_PROBLEM TO SOLVE_: From the passage below on settling New Zealand trade in renminbi, return word for word the part starting with "The RMB Cross-Border" and going on through "have been completed.".

_EXTRACT TO READ_:
The benefits for New Zealand firms as RMB settlement becomes easier include the ability to negotiate better terms with Chinese partners (up to 7 per cent may be built into quotes as a currency hedge), potentially widening the customer pool, and reducing fx hedge risks associated with having to convert back and forth into the US dollars traditionally used for trade with China.
The challenges are understanding how the RMB settlement procedure works, making sure the paperwork is correct, and taking a leap into the unknown to become part of a fast-moving and changeable area.
The RMB Cross-Border Trade Settlement Pilot Scheme, which opened up the previously highly-controlled RMB to offshore settlements, began in July 2009 and has expanded faster than expected ever since. Now, any overseas entity can settle trade invoices in RMB, as can any Chinese entity except those on a soon-to-be-published blacklist.
Since the first New Zealand settlements in RMB were completed in the second half of 2010, banks and businesses have gone quiet on how many trades have been completed.
This is likely due to a combination of inertia in changing from current US dollar settlements and the need for more confidence in, and understanding of, the Chinese currency. ANZ, BNZ and HSBC can all settle RMB trades and, last June, Fonterra became the first New Zealand corporate to issue debt denominated in Chinese renminbi when it sought to raise 300 million Chinese Yuan bonds.
Gary Cross, Head of Trade & Supply Chain, HSBC New Zealand is expecting incremental growth off the current small base. He suggests Kiwi exporters and importers start by getting and giving dual quotes to find the potential savings.
Getting proper advice, from banks and other professional service firms, is essential, he says, given how different payment infrastructure in China is to New Zealand's, as is ensuring companies and bank accounts are set up properly to trade in RMB.

_RAW DATA_:
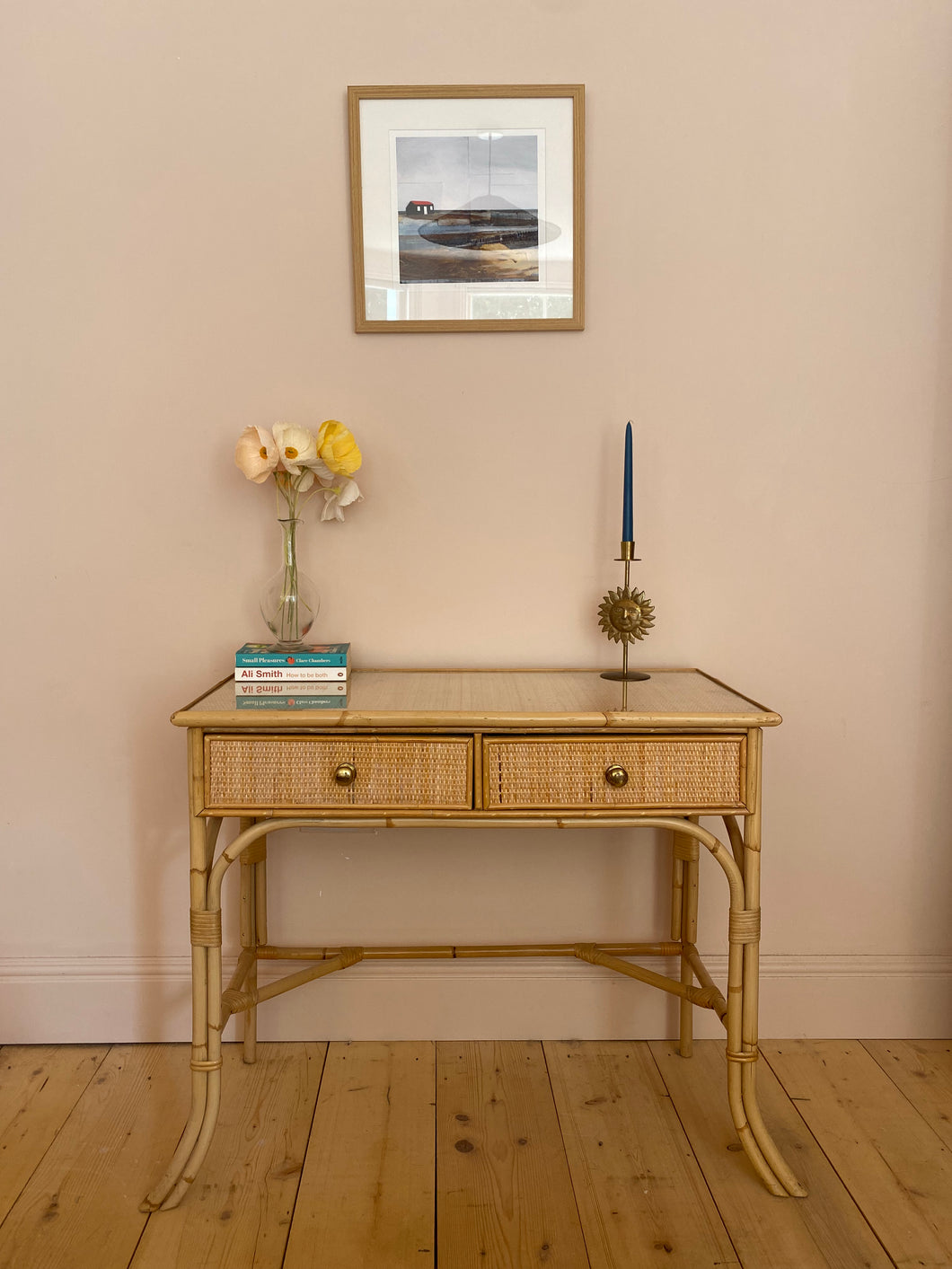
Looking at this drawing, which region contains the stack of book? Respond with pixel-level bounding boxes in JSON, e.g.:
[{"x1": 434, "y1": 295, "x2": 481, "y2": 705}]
[{"x1": 234, "y1": 643, "x2": 350, "y2": 709}]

_WRITTEN ANSWER_:
The RMB Cross-Border Trade Settlement Pilot Scheme, which opened up the previously highly-controlled RMB to offshore settlements, began in July 2009 and has expanded faster than expected ever since. Now, any overseas entity can settle trade invoices in RMB, as can any Chinese entity except those on a soon-to-be-published blacklist.
Since the first New Zealand settlements in RMB were completed in the second half of 2010, banks and businesses have gone quiet on how many trades have been completed.